**Extrait:**
Candidat naturel contre Félix Tshisekedi à la présidentielle, Martin Fayulu avait entretenu un long suspens sur sa possible participation au scrutin du 20 décembre. Depuis juin dernier, beaucoup se demandait si le candidat malheureux de la présidentielle de 2018 n’avait pas décidé de jeter l’éponge et de boycotter le scrutin dont il juge le fichier électoral frauduleux et la Commission organisatrice (CENI) tout acquise à la réélection de Félix Tshisekedi. Pour faire pression sur la CENI et obtenir un nouvel audit du fichier, qui contiendrait, selon Martin Fayulu, « 10 millions d’électeurs fictifs », le patron de l’Ecidé avait demandé à son parti de ne pas présenter de candidats aux législatives nationales et provinciales. Depuis cette date, l’opposant laissait planer le doute sur sa candidature à la présidentielle.

**Informations fournies:**
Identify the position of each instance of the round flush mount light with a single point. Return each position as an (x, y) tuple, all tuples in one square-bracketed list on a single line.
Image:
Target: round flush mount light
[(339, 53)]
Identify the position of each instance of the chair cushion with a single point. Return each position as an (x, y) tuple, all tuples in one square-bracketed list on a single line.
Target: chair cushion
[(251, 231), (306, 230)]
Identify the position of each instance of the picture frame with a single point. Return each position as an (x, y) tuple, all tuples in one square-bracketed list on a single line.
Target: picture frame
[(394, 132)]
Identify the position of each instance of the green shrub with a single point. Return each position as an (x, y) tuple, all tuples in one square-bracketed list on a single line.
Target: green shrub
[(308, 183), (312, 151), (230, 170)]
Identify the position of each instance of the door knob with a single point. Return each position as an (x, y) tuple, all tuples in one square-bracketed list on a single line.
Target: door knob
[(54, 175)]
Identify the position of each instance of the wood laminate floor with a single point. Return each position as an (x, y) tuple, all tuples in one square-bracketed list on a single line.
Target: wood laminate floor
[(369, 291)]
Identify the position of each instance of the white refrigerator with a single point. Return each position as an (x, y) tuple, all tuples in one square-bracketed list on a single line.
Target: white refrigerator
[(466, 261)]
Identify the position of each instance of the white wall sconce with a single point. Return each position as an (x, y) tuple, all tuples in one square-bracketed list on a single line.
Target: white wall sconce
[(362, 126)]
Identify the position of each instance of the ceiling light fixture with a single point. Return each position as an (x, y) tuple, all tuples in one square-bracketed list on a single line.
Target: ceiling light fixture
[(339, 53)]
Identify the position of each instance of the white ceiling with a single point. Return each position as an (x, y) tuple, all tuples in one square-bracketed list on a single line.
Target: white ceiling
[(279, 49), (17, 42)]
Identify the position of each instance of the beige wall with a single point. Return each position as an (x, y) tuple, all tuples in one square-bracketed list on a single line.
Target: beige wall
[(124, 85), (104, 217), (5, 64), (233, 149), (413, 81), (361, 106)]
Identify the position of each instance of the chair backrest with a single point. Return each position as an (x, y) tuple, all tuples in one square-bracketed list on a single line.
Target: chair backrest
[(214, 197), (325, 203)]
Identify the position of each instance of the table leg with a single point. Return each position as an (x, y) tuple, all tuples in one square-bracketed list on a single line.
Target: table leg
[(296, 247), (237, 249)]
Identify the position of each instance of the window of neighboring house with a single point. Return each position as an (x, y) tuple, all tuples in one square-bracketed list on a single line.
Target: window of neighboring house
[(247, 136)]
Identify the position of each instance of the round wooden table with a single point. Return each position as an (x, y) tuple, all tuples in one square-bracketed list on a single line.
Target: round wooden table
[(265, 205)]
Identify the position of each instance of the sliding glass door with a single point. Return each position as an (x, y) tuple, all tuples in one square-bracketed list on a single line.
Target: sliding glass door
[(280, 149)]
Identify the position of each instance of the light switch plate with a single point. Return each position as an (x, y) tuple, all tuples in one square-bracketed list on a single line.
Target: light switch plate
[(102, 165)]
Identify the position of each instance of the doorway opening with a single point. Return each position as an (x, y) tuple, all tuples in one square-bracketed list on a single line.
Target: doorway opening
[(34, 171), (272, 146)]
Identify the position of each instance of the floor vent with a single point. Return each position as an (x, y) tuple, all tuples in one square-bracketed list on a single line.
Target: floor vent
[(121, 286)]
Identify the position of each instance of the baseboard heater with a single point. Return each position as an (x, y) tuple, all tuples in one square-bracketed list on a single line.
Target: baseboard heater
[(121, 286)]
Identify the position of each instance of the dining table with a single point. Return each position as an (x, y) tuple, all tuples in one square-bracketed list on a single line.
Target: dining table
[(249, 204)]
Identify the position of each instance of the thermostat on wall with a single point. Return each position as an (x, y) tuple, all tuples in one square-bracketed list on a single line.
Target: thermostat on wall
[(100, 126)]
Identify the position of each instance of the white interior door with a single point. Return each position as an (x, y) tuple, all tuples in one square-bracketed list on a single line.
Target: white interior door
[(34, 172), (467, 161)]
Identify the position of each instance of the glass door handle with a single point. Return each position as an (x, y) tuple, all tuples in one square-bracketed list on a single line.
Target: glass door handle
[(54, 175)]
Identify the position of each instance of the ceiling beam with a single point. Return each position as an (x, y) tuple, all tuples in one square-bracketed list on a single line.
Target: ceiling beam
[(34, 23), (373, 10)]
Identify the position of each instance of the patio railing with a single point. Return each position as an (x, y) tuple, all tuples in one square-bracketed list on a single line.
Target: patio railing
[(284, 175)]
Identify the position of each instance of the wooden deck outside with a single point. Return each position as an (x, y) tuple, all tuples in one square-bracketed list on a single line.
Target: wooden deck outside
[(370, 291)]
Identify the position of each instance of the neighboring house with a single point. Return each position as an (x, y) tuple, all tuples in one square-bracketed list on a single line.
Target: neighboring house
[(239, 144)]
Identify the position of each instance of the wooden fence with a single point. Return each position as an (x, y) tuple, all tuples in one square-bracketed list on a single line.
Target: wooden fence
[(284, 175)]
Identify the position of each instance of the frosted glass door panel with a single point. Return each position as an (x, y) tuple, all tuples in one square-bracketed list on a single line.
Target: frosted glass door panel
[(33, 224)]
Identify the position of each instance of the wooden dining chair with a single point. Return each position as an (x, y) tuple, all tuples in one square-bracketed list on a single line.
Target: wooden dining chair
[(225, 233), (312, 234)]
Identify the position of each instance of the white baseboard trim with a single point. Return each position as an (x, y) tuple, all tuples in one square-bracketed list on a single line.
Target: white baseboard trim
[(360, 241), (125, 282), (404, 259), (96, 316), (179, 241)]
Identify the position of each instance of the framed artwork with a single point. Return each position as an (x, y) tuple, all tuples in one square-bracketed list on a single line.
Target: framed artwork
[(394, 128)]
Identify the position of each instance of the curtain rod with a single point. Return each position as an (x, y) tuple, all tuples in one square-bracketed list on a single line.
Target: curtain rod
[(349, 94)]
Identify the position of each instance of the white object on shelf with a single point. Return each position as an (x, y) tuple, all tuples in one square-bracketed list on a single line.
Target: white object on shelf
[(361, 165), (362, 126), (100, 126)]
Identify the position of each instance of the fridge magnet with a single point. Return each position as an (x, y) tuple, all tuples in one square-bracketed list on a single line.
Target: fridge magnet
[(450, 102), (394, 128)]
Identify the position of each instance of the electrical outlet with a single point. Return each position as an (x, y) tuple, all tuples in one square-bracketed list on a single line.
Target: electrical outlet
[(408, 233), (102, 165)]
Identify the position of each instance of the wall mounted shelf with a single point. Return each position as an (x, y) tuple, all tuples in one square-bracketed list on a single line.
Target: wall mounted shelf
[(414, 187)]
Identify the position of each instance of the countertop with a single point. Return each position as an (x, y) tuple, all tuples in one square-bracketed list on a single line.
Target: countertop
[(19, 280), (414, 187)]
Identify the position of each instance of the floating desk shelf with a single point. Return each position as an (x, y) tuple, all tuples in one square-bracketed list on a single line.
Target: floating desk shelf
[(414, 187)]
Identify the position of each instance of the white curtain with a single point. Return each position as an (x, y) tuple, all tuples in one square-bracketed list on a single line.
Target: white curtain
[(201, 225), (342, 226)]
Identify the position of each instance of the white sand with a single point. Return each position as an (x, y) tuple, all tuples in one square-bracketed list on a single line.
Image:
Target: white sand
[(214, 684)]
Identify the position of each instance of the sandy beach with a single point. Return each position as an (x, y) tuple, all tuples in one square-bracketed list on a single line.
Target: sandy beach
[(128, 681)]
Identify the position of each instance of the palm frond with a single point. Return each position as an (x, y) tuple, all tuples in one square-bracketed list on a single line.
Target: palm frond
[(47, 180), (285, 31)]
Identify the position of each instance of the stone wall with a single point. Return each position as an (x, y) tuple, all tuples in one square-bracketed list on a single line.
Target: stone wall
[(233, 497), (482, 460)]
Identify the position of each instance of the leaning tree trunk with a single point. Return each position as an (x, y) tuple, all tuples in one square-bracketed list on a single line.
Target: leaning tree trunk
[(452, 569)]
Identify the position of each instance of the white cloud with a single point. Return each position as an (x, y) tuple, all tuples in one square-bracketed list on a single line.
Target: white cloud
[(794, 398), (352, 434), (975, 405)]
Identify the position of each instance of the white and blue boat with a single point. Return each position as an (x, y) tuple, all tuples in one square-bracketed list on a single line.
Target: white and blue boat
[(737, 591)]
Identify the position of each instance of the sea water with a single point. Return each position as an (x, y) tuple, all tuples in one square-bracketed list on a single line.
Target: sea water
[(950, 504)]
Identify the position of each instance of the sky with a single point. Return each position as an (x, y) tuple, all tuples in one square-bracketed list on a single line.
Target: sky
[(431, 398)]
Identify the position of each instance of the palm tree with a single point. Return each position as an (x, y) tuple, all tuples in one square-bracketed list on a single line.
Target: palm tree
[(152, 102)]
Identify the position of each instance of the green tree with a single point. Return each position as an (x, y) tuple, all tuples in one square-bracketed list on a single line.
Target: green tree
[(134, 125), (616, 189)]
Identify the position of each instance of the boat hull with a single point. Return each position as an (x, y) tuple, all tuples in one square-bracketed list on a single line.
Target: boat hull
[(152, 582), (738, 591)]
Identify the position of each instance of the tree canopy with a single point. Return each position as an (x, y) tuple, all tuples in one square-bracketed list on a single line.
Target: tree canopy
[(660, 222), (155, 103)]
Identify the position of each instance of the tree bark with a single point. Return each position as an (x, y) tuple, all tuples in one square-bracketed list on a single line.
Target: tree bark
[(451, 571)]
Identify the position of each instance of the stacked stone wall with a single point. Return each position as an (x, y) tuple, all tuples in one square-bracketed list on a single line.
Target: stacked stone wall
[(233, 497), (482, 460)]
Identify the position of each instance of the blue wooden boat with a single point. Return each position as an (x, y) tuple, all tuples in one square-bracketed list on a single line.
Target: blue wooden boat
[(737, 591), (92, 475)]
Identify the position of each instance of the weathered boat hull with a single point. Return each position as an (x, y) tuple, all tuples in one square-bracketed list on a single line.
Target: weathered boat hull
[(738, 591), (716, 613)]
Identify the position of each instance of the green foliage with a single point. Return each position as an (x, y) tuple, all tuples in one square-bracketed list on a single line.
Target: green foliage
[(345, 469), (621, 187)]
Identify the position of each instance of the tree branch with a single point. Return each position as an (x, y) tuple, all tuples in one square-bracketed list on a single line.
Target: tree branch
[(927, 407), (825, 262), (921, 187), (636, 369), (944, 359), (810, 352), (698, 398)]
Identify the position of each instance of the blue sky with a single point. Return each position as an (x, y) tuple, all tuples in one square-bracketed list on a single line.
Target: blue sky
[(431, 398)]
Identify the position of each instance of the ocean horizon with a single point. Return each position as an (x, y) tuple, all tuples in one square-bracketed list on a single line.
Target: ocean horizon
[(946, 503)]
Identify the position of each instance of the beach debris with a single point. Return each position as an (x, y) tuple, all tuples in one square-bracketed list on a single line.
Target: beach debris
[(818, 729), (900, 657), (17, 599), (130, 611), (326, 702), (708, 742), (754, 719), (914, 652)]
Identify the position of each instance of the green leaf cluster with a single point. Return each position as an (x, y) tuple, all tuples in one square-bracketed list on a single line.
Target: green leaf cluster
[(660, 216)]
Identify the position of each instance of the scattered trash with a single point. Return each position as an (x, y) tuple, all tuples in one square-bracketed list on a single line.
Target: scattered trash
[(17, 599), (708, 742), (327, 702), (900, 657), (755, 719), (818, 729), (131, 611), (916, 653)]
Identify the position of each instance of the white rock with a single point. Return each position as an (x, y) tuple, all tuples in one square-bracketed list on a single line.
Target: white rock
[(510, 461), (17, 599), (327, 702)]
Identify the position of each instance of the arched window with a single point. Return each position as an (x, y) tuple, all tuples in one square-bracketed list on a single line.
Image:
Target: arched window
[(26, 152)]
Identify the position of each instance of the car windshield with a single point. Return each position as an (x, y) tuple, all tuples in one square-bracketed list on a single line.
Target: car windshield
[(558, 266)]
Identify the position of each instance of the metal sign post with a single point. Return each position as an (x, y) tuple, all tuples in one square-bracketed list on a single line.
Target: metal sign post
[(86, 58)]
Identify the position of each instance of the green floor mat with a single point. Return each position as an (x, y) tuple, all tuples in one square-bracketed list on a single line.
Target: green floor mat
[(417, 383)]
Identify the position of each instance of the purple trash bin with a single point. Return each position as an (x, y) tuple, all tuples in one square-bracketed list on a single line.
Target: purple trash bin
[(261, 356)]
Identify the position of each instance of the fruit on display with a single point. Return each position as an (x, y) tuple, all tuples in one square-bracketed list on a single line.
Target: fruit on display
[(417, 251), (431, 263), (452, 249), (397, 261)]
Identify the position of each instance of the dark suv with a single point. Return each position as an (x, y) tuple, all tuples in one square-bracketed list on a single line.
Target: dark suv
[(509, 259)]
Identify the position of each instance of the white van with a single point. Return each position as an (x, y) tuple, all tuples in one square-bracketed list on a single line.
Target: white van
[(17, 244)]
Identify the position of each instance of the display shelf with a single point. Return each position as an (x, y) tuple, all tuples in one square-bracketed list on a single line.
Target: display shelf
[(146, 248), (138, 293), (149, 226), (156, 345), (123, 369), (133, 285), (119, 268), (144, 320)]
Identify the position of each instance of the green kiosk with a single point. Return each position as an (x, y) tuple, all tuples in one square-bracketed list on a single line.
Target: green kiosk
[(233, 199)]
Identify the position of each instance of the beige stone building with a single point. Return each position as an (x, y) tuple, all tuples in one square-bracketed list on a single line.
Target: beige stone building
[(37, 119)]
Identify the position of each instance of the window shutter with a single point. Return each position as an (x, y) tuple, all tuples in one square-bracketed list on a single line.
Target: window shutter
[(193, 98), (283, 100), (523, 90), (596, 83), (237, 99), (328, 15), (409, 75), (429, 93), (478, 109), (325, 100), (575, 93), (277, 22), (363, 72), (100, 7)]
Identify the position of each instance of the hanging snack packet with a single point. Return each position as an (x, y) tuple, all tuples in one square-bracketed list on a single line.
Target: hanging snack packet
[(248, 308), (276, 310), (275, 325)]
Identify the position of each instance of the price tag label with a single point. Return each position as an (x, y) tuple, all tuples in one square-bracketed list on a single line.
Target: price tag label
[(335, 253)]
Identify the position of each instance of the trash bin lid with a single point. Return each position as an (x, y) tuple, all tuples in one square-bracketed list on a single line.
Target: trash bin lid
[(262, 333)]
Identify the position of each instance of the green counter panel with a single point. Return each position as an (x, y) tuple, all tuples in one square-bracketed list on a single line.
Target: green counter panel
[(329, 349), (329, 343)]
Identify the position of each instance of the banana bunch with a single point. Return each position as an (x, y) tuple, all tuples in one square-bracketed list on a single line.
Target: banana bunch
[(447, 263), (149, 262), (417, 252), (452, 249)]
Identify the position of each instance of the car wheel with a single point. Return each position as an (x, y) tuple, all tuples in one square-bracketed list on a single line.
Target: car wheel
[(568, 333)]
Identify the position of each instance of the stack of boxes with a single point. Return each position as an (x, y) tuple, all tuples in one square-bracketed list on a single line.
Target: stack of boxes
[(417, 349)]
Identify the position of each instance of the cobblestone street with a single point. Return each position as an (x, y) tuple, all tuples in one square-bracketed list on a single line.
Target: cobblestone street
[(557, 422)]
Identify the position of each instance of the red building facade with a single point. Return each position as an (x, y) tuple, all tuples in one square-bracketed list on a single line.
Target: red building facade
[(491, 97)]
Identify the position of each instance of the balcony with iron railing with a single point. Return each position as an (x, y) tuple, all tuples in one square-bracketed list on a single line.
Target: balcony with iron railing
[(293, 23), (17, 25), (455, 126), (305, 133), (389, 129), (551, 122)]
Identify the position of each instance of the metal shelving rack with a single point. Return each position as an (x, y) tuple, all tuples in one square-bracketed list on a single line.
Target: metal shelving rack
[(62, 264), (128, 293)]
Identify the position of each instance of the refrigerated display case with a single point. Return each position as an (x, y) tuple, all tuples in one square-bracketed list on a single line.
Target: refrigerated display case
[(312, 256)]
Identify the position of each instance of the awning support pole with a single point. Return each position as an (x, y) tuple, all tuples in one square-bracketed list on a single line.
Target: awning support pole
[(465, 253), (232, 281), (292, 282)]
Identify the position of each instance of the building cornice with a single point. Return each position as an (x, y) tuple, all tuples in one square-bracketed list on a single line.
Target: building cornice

**Exercice proposé:** Rédigez la suite de l'extrait sur la candidature de Martin Fayulu, s'il vous plaît, en reprenant après sa dernière phrase.

**Résultat:**
Si Martin Fayulu martelait qu’il ne boycottait pas les élections, cette stratégie kamikaze avait fait grincer des dents chez ses principaux lieutenants, qui se retrouvaient ainsi privés d’un possible mandat à l’Assemblée nationale et dans les Assemblées provinciales. La date du dépôt des candidatures passée, bon nombre de ses partisans se demandaient comment Martin Fayulu pouvait encore se présenter à la magistrature suprême sans député pour défendre sa politique au Parlement ? Beaucoup pensaient également que Martin Fayulu n’avait pas forcément les moyens financiers pour battre campagne et laisserait passer son tour, quitte à proposer un ticket avec un autre candidat. Ses deux soutiens de 2018, Jean-Pierre Bemba et Moïse Katumbi, ne sont, en effet, plus à ses côtés pour financer meetings et déplacements. Le premier avait choisi de soutenir la réélection de Félix Tshisekedi, et le second de présenter sa propre candidature à la présidentielle.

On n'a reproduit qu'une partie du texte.